**Record set:**
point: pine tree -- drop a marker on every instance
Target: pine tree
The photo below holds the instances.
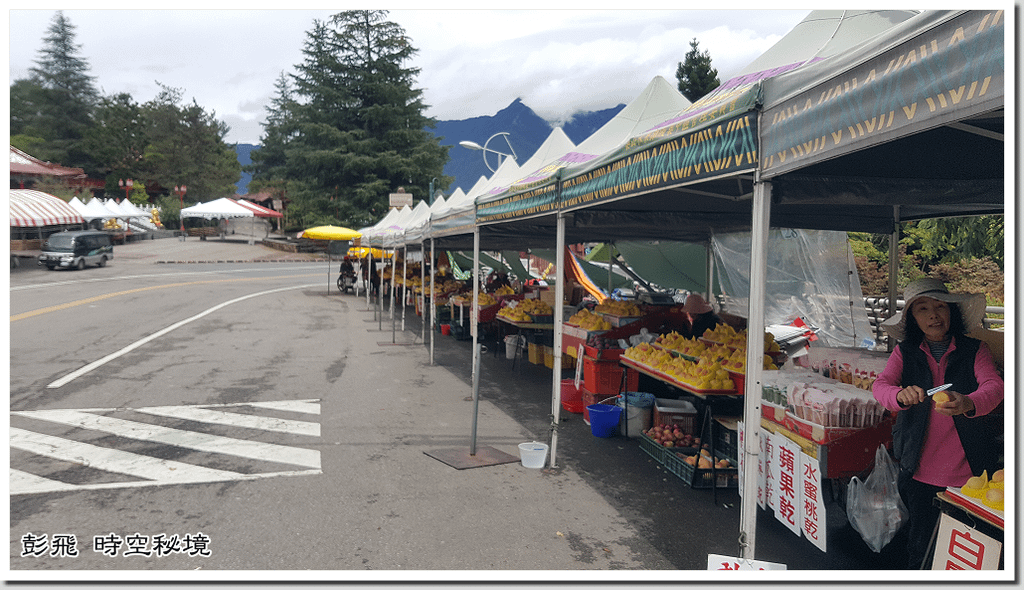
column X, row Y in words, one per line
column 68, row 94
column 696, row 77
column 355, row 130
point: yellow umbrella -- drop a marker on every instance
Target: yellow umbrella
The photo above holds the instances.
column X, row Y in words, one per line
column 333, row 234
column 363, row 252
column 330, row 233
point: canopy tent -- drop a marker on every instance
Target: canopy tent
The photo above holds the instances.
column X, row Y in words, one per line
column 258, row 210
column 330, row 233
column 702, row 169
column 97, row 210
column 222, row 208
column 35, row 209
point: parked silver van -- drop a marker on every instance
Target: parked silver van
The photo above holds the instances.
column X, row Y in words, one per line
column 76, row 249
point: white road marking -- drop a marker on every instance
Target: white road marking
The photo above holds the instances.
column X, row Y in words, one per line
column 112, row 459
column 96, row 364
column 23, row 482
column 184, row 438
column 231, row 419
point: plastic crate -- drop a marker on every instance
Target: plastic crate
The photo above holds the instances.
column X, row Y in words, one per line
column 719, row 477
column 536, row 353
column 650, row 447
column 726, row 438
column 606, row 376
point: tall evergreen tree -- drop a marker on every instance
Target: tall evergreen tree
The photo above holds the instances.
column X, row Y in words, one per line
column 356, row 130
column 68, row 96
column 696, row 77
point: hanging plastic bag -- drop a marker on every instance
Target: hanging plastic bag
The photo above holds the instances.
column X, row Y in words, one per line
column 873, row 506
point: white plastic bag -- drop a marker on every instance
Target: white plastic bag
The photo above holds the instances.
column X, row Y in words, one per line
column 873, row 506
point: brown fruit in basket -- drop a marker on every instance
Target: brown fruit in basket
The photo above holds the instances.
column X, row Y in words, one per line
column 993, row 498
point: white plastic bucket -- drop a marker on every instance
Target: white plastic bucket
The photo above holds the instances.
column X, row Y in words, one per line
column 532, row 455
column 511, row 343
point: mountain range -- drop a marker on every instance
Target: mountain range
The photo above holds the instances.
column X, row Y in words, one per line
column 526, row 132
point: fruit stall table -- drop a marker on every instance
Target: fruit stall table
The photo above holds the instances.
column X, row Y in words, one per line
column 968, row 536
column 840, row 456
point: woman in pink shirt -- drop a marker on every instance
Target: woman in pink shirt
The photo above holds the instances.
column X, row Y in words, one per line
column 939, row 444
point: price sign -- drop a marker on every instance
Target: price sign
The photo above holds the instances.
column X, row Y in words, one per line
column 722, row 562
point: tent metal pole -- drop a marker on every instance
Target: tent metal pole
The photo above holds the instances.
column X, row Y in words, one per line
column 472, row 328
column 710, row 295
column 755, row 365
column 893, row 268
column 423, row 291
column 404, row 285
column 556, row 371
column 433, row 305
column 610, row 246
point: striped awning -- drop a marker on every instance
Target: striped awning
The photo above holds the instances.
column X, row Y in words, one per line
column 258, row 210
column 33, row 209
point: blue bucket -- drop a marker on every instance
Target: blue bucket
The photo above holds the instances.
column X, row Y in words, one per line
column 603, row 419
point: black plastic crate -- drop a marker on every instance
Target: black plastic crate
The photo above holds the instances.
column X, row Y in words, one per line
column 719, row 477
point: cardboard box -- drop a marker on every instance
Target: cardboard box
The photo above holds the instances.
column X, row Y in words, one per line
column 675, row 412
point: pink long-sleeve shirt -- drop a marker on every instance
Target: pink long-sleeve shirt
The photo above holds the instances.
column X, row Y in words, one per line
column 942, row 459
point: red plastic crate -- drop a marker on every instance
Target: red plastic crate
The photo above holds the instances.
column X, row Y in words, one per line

**Task description:**
Rewrite every line of the items above as one numbered list, skipping blank lines and leaving out the pictures.

**Solution to the exercise:**
1. point: pine tree -- drop a marker on every instance
2. Target: pine tree
3. The photo below holds the instances.
4. column X, row Y in words, one per line
5. column 68, row 94
6. column 696, row 77
7. column 355, row 130
8. point: yellow umbrella -- drop a marker on every instance
9. Target: yellow umbrella
10. The photo above holds the instances.
11. column X, row Y in words, one per line
12. column 333, row 234
13. column 363, row 252
14. column 330, row 233
15. point: canopy tent -- drop a marker on every instance
16. Target: canopy tent
17. The photo above holds the instances.
18. column X, row Y in words, one per line
19. column 258, row 210
20. column 330, row 233
21. column 702, row 169
22. column 97, row 210
23. column 222, row 208
24. column 35, row 209
25. point: parked silver van -- drop a marker on every instance
26. Target: parked silver van
27. The photo above holds the instances.
28. column X, row Y in words, one per line
29. column 76, row 249
30. point: white road marking -- drop a marker on every instance
31. Target: white road marking
32. The photo above holds the instances.
33. column X, row Y in words, one per line
34. column 112, row 459
35. column 96, row 364
36. column 23, row 482
37. column 184, row 438
38. column 231, row 419
39. point: plastic crate -- drop a marker on every instance
40. Target: plastic crate
41. The photo above holds the instances.
42. column X, row Y in words, one per line
43. column 719, row 477
44. column 536, row 353
45. column 650, row 447
46. column 726, row 438
47. column 606, row 376
48. point: tall evergreen tree -- drop a marker on every instance
49. Target: tall evergreen tree
50. The photo above holds the instances.
51. column X, row Y in words, one per line
52. column 356, row 130
53. column 68, row 96
54. column 696, row 77
55. point: hanging plastic bag -- drop a marker on every instance
56. Target: hanging plastic bag
57. The photo above holds the instances.
58. column X, row Y in words, one per line
59. column 873, row 506
60. point: white plastic bag -- drop a marker on every instance
61. Target: white plastic bag
62. The photo above holds the instances.
63. column X, row Y in words, one per line
64. column 873, row 506
65. point: brown fruit in basket -- drop a marker on every instance
66. Target: brown fruit in basket
67. The photo above holds the instances.
68. column X, row Y in words, one per line
69. column 993, row 498
70. point: white plastic bucket -- drop a marker on every instance
71. Target: white plastic bucket
72. The photo above holds the instances.
73. column X, row Y in words, one per line
74. column 532, row 455
75. column 511, row 343
76. point: mountain range -- drop a marker on every instance
77. Target: mountain range
78. The photo above holds the instances.
79. column X, row Y in words, one per line
80. column 526, row 132
81. point: fruit stall table -- drop a marker on every instance
82. Target: fruit stall table
83. The photo above holds the instances.
84. column X, row Y in words, one per line
85. column 968, row 536
86. column 840, row 456
87. point: woman in pink shirt -- drop a marker on every instance
88. Target: woman in pink shirt
89. The photo above holds the instances.
90. column X, row Y in words, one per line
91. column 939, row 444
92. point: price sign -- drop a marker on every instance
93. Target: price sign
94. The photo above holds the instances.
95. column X, row Y in words, one per line
96. column 722, row 562
97. point: tent metal pole -- drop a marker on every instance
98. Target: tent metal pole
99. The photo above holds the instances.
100. column X, row Y in words, one per line
101. column 472, row 328
102. column 710, row 295
103. column 755, row 365
104. column 893, row 268
105. column 423, row 291
106. column 404, row 285
107. column 556, row 371
108. column 433, row 305
109. column 610, row 246
110. point: striped awning -- drop a marker on every instance
111. Target: striped awning
112. The photo above holds the instances.
113. column X, row Y in words, one per line
114. column 258, row 210
115. column 33, row 209
116. point: blue bucket -- drop a marker on every instance
117. Target: blue bucket
118. The photo above holds the instances.
119. column X, row Y in words, one per line
120. column 603, row 419
121. point: black plastic crate -- drop a marker on every instance
122. Target: black plastic crate
123. The photo above holds the instances.
124. column X, row Y in words, one per line
125. column 719, row 477
126. point: cardboard box -- drop a marker on every instance
127. Target: cardboard box
128. The photo above holds the instances.
129. column X, row Y in words, one per line
130. column 675, row 412
131. point: pink long-sleeve shirt -- drop a marker on every instance
132. Target: pink long-sleeve shirt
133. The photo above holds the instances.
134. column X, row Y in words, one per line
135. column 942, row 459
136. point: red plastic crate -- drop a marker on every instance
137. Target: red plastic crate
138. The photo above holds the instances.
139. column X, row Y in words, one per line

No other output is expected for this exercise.